Start of Data extract
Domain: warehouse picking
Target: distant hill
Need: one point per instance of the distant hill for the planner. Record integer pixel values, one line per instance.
End of Data extract
Start of Data extract
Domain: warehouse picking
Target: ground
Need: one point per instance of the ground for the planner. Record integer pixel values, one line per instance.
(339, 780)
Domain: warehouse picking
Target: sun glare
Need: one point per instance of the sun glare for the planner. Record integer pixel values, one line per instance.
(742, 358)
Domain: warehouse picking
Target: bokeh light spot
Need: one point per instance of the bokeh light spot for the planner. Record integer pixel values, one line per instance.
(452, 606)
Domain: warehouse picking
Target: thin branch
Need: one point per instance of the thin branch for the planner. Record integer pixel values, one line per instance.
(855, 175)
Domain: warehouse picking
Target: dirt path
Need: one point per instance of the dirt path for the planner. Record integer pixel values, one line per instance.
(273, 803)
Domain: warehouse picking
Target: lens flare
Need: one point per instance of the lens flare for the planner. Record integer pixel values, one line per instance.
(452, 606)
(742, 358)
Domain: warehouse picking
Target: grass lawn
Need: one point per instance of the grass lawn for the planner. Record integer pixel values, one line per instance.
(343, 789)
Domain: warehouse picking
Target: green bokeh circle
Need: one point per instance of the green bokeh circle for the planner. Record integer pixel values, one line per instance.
End of Data extract
## Set exercise
Count the lines in the listing above that contain the string "dirt". What is the total? Give only the number.

## Task response
2